- Your task -
Filter the listing below down to the lines that contain the string "Find". The match is case-sensitive.

══ Data records

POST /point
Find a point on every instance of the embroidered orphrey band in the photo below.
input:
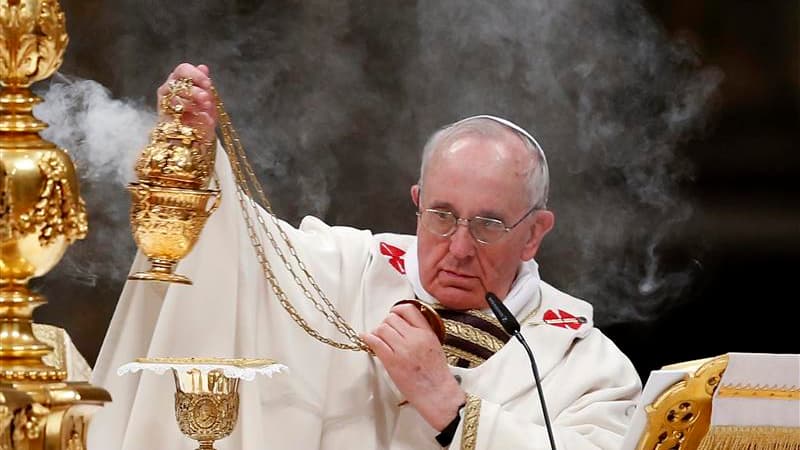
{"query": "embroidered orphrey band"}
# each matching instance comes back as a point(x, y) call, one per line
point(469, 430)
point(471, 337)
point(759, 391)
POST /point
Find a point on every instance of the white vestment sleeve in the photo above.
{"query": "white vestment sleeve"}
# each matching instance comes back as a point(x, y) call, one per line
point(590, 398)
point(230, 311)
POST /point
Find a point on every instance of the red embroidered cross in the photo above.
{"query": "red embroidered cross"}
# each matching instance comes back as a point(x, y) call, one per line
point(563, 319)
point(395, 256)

════
══ Data records

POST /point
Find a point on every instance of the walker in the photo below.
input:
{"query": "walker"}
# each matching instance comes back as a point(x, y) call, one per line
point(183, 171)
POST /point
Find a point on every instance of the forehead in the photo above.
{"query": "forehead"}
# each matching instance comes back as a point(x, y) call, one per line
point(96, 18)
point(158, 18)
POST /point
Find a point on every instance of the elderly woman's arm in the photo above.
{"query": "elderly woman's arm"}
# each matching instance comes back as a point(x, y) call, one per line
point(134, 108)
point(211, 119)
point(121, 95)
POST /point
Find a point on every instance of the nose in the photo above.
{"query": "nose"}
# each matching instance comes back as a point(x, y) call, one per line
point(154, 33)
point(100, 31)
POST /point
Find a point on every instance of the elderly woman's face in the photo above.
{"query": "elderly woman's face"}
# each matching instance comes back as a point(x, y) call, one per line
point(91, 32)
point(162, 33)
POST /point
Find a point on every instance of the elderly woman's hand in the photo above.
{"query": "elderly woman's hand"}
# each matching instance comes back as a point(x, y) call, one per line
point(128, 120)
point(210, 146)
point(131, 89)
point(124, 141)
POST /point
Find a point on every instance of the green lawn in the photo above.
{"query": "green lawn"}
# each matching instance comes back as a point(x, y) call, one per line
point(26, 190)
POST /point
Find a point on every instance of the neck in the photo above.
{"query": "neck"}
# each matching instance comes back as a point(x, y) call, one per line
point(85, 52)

════

- Worked answer -
Find a point on every instance of the embroidered orphrey band in the photo below.
Find a point on every instance of the white vestment sleeve in the photo above.
Find a point on every instance of the red embroidered cross in the photo above.
Find a point on every instance of the walker in the photo below.
Find a point on every instance of the forehead in the photo above.
Find a point on every instance of the elderly woman's arm in the photo above.
Find a point on every instance of the nose in the photo above.
Find a point on every instance of the elderly woman's face in the photo above.
Find a point on every instance of the elderly woman's hand in the photo above.
Find a point on every instance of the green lawn in the photo above.
Find a point on every instance of the neck in the photo above.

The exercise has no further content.